[Start of Given data]

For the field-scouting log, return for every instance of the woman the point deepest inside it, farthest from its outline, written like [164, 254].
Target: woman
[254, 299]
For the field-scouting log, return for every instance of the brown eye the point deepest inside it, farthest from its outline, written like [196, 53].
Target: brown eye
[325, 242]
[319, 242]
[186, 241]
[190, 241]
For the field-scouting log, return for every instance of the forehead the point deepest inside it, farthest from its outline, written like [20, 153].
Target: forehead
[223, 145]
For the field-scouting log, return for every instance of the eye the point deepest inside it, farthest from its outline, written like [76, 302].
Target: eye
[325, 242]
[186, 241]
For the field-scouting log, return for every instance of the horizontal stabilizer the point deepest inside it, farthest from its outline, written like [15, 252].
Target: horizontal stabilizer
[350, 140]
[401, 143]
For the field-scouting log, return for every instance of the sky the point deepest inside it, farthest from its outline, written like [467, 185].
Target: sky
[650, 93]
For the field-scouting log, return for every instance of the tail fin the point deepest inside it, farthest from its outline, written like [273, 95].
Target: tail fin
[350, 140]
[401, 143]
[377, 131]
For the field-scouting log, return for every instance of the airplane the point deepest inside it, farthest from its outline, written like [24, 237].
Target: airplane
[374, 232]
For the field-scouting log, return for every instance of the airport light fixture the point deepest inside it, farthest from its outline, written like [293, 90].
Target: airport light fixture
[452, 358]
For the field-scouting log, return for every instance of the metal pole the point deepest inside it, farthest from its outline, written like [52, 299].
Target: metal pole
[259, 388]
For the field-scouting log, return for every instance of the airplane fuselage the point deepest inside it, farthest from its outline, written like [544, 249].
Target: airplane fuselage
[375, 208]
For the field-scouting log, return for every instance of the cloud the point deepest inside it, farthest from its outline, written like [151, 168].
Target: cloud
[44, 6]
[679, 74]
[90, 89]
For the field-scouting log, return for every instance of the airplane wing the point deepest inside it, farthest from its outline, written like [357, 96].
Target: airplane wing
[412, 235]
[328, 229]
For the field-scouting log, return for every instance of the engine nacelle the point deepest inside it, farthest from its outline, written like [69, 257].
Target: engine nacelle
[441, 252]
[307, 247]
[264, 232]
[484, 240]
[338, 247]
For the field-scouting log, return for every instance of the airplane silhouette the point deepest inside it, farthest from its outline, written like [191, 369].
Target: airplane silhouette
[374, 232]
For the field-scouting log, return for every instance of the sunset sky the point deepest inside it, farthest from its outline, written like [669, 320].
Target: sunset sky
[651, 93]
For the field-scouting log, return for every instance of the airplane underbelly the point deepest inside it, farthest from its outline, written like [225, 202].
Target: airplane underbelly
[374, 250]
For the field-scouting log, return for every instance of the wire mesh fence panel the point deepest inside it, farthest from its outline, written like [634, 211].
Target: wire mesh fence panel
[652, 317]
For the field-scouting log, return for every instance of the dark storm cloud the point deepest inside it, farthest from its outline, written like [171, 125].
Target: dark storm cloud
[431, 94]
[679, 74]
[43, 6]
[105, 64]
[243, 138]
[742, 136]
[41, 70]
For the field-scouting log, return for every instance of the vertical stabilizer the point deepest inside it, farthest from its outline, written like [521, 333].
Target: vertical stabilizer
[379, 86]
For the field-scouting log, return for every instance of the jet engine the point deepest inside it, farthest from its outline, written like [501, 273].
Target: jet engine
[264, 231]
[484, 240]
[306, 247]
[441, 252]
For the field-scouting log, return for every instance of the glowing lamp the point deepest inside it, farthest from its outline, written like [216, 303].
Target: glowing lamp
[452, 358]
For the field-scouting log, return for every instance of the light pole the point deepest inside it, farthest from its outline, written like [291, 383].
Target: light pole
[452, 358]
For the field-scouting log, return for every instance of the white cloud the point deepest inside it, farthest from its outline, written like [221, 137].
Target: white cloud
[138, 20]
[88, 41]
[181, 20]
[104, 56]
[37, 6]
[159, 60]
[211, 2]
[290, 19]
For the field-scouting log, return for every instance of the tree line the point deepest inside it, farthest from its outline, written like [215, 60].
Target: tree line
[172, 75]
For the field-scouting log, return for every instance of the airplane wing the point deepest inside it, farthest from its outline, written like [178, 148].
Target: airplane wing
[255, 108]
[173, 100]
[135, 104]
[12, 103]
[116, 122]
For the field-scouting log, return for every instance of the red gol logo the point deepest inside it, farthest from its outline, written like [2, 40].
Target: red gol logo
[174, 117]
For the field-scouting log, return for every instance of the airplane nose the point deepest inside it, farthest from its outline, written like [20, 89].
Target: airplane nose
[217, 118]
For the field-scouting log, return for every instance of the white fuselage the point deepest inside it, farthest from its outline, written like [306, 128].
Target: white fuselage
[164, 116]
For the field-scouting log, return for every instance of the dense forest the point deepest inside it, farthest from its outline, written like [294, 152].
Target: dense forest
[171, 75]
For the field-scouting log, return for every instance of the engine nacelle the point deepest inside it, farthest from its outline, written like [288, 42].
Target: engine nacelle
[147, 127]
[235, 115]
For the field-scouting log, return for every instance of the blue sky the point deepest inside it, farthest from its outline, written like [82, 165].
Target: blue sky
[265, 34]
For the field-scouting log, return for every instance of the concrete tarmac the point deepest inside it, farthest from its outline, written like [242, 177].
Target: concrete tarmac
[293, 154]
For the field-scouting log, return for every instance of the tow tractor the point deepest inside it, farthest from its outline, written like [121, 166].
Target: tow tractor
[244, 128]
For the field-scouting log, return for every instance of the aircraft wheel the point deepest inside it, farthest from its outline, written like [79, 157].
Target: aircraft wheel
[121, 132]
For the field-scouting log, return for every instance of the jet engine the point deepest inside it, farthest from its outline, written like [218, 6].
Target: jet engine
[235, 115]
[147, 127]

[End of Given data]

The records above must be repeated exactly, every one of them.

For the field-scouting log, return for every instance of the woman the point deepest inside it, farthest from its outline, written like [164, 254].
Target: woman
[254, 299]
For the field-scouting log, return for every instance of the brown eye the point deepest inside it, farthest from its outline, written like [196, 53].
Target: brown eye
[325, 242]
[319, 242]
[186, 241]
[190, 241]
For the field-scouting log, return for every instance of the forehead the point deepest inside it, farthest from its outline, written like [20, 153].
Target: forehead
[223, 145]
For the field-scouting log, return for every instance of the eye the point deepest inside it, farthest from its outline, written like [76, 302].
Target: eye
[325, 242]
[186, 241]
For the field-scouting log, return for every instance of the horizontal stabilizer the point deepest inside it, farthest from its outline, written like [15, 252].
Target: horizontal stabilizer
[350, 140]
[401, 143]
For the field-scouting log, return for every instance of the sky the point deepest inside it, farthest from its outline, written like [467, 185].
Target: sky
[650, 93]
For the field-scouting log, return for every instance of the tail fin the point deepest inside it, farthest from its outline, written like [273, 95].
Target: tail fin
[350, 140]
[401, 143]
[377, 131]
For the field-scouting log, return for every instance of the airplane the point deepest inside it, farthest from its outline, written like [24, 237].
Target: airplane
[374, 232]
For the field-scouting log, return for every instance of the airport light fixture the point deepest inside it, farthest from its outline, written like [293, 90].
Target: airport light fixture
[452, 358]
For the field-scouting log, return for every instance of the metal pole the point deepest inside it, farthest from its outline, written like [52, 299].
Target: metal pole
[259, 388]
For the field-scouting log, return for every instance of the airplane fuselage the point deepest inside it, farthest from its outline, written like [544, 249].
Target: airplane fuselage
[375, 208]
For the field-scouting log, return for every instance of the cloud the point deepest inside it, farthest from its outline, written like [151, 168].
Target: cloud
[44, 6]
[679, 74]
[90, 89]
For the field-scouting log, return for every instance of the airplane wing the point deepest inside it, farthest from its outline, written like [357, 96].
Target: airplane wing
[412, 235]
[328, 229]
For the field-scouting log, return for every instance of the engine nacelle the point deepest inside it, farthest from its outline, written like [69, 257].
Target: engine nacelle
[441, 252]
[307, 247]
[264, 232]
[484, 240]
[338, 247]
For the field-scouting log, return for every instance of the airplane silhouette the point deepest inside it, farthest from its outline, written like [191, 369].
Target: airplane silhouette
[374, 232]
For the field-scouting log, return for every instance of the sunset sky the point deepest inside it, farthest from its outline, written like [669, 320].
Target: sunset sky
[651, 93]
For the field-scouting log, return for every instance of the airplane underbelly the point deepest inside it, farthest from its outline, written like [225, 202].
Target: airplane underbelly
[374, 250]
For the field-scouting log, return for every instance of the wire mesh fence panel the point deepest inside it, farthest from its outline, written like [634, 211].
Target: wire mesh fence panel
[652, 317]
For the field-scouting log, return for every instance of the dark storm cloud the point deepest inside it, farthest from its outline, written like [171, 125].
Target: dark storm cloud
[431, 94]
[679, 74]
[43, 6]
[105, 64]
[243, 138]
[742, 136]
[41, 70]
For the field-scouting log, return for every instance of the vertical stabilizer the point deepest inside it, farthest from its outline, written like [521, 333].
Target: vertical stabilizer
[379, 86]
For the field-scouting log, return for every instance of the jet engine the point deepest inside it, farthest from its outline, written like [501, 273].
Target: jet engine
[264, 231]
[484, 240]
[306, 247]
[441, 252]
For the field-scouting log, return for every instance of the glowing lamp the point deepest inside it, farthest from its outline, written like [216, 303].
Target: glowing lamp
[452, 358]
For the field-scouting log, return for every instance of the light pole the point deepest inside it, farthest from its outline, written like [291, 383].
Target: light pole
[452, 358]
For the field-scouting log, return for every instance of the white cloud the point deepest inside it, farthest from its outline, written like [221, 137].
Target: white cloud
[138, 20]
[88, 41]
[181, 20]
[104, 56]
[37, 6]
[159, 60]
[211, 2]
[290, 19]
For the field-scouting log, return for every instance of the tree line the point deepest inside it, farthest from its outline, written like [215, 60].
Target: tree line
[172, 75]
For the field-scouting log, return for every instance of the airplane wing the point deepest inside it, farthest from its outline, written like [178, 148].
Target: airplane wing
[255, 108]
[173, 100]
[135, 104]
[12, 103]
[116, 122]
For the field-scouting log, return for every instance of the red gol logo the point deepest inside it, farthest from its outline, written like [2, 40].
Target: red gol logo
[174, 117]
For the field-scouting log, return for every instance of the airplane nose the point deepest inside it, farthest from its outline, written like [20, 89].
Target: airplane nose
[217, 118]
For the field-scouting log, return for every instance of the white fuselage the point deepest inside it, farthest from its outline, written like [306, 128].
Target: white fuselage
[164, 116]
For the field-scouting log, return for every instance of the dense forest the point deepest inside it, farthest from its outline, written like [294, 152].
Target: dense forest
[171, 75]
For the field-scouting log, return for every instance of the engine nacelle the point deepest inside it, farthest from its outline, written like [288, 42].
Target: engine nacelle
[147, 127]
[235, 115]
For the field-scouting log, return for every instance of the blue sky the point deepest inside it, farthest from its outline, written like [82, 165].
Target: blue sky
[265, 34]
For the field-scouting log, return for every instance of the concrete tarmac the point deepest inside it, farthest from its outline, written like [242, 177].
Target: concrete tarmac
[293, 154]
For the field-scouting log, return for every instance of the tow tractor the point deepest inside it, farthest from its outline, written like [121, 166].
Target: tow tractor
[244, 128]
For the field-scouting log, return for every instance of the aircraft wheel the point deepest inside it, farthest from its outline, written like [79, 157].
Target: aircraft wheel
[121, 132]
For the field-scouting log, return for every instance of the jet engine the point deepest inside it, farthest from its outline, written like [218, 6].
Target: jet engine
[235, 115]
[147, 127]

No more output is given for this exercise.